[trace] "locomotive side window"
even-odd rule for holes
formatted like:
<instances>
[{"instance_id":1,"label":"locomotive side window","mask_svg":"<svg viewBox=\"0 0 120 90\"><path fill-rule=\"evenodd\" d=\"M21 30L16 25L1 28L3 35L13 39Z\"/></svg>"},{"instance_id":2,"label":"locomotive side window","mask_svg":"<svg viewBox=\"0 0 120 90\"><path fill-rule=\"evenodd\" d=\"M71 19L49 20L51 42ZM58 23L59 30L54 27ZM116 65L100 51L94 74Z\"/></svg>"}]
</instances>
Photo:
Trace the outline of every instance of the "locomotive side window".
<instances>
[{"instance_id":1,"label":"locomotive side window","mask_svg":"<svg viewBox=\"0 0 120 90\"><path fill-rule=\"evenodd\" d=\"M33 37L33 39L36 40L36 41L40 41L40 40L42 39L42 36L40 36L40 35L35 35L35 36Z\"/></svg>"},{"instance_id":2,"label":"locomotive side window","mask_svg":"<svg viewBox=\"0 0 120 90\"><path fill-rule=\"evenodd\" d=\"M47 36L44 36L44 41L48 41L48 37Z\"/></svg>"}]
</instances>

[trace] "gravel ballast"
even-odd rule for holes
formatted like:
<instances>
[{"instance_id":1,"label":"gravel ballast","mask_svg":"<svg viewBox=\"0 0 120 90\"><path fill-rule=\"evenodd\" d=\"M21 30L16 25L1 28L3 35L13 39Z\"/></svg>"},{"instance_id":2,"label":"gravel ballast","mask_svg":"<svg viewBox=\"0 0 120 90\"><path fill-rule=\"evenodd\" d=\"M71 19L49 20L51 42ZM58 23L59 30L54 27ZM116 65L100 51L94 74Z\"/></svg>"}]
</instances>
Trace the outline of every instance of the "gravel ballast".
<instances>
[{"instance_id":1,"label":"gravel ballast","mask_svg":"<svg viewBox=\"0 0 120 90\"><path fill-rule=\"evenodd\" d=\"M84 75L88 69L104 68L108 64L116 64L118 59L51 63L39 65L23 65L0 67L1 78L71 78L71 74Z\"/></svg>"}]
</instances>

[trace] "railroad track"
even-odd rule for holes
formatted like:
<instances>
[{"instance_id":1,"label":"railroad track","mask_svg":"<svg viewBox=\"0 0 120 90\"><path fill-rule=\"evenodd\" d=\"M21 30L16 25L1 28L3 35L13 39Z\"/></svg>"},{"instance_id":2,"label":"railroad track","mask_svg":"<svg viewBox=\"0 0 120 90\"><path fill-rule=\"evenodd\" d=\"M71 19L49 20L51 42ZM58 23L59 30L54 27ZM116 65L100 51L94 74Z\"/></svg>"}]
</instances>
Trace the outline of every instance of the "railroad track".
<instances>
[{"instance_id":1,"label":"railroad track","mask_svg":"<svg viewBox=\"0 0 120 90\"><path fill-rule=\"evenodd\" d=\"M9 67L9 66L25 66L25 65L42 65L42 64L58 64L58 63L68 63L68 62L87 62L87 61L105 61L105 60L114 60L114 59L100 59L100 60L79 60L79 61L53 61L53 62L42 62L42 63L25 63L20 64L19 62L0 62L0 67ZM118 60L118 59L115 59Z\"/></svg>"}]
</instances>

== == ==

**THE PROBLEM:** Could you print every record above exactly as it appears?

**WRITTEN REPLY:**
[trace] "locomotive side window"
even-odd rule for holes
formatted like:
<instances>
[{"instance_id":1,"label":"locomotive side window","mask_svg":"<svg viewBox=\"0 0 120 90\"><path fill-rule=\"evenodd\" d=\"M21 30L16 25L1 28L3 35L13 39Z\"/></svg>"},{"instance_id":2,"label":"locomotive side window","mask_svg":"<svg viewBox=\"0 0 120 90\"><path fill-rule=\"evenodd\" d=\"M71 19L49 20L51 42ZM58 23L59 30L54 27ZM116 65L100 51L94 74Z\"/></svg>"}]
</instances>
Photo:
Trace the outline of every instance of the "locomotive side window".
<instances>
[{"instance_id":1,"label":"locomotive side window","mask_svg":"<svg viewBox=\"0 0 120 90\"><path fill-rule=\"evenodd\" d=\"M33 37L33 39L36 40L36 41L40 41L40 40L42 39L42 36L40 36L40 35L35 35L35 36Z\"/></svg>"},{"instance_id":2,"label":"locomotive side window","mask_svg":"<svg viewBox=\"0 0 120 90\"><path fill-rule=\"evenodd\" d=\"M47 36L44 36L44 41L48 41L48 37Z\"/></svg>"}]
</instances>

[trace] "gravel ballast"
even-odd rule for holes
formatted like:
<instances>
[{"instance_id":1,"label":"gravel ballast","mask_svg":"<svg viewBox=\"0 0 120 90\"><path fill-rule=\"evenodd\" d=\"M21 30L16 25L1 28L3 35L13 39Z\"/></svg>"},{"instance_id":2,"label":"gravel ballast","mask_svg":"<svg viewBox=\"0 0 120 90\"><path fill-rule=\"evenodd\" d=\"M71 19L49 20L51 42ZM58 23L59 30L54 27ZM116 65L100 51L94 74Z\"/></svg>"}]
</instances>
Trace the outline of every instance of the "gravel ballast".
<instances>
[{"instance_id":1,"label":"gravel ballast","mask_svg":"<svg viewBox=\"0 0 120 90\"><path fill-rule=\"evenodd\" d=\"M84 75L88 69L104 68L108 64L116 64L118 59L51 63L39 65L23 65L0 67L1 78L71 78L71 74Z\"/></svg>"}]
</instances>

[trace] "railroad track"
even-odd rule for holes
formatted like:
<instances>
[{"instance_id":1,"label":"railroad track","mask_svg":"<svg viewBox=\"0 0 120 90\"><path fill-rule=\"evenodd\" d=\"M21 30L16 25L1 28L3 35L13 39Z\"/></svg>"},{"instance_id":2,"label":"railroad track","mask_svg":"<svg viewBox=\"0 0 120 90\"><path fill-rule=\"evenodd\" d=\"M71 19L49 20L51 42ZM58 23L59 30L54 27ZM116 65L100 51L94 74Z\"/></svg>"}]
</instances>
Trace the outline of every instance of the "railroad track".
<instances>
[{"instance_id":1,"label":"railroad track","mask_svg":"<svg viewBox=\"0 0 120 90\"><path fill-rule=\"evenodd\" d=\"M9 67L9 66L25 66L25 65L42 65L42 64L58 64L58 63L68 63L68 62L87 62L87 61L105 61L105 60L114 60L114 59L100 59L100 60L79 60L79 61L53 61L53 62L42 62L42 63L25 63L20 64L19 62L0 62L0 67ZM118 60L118 59L115 59Z\"/></svg>"}]
</instances>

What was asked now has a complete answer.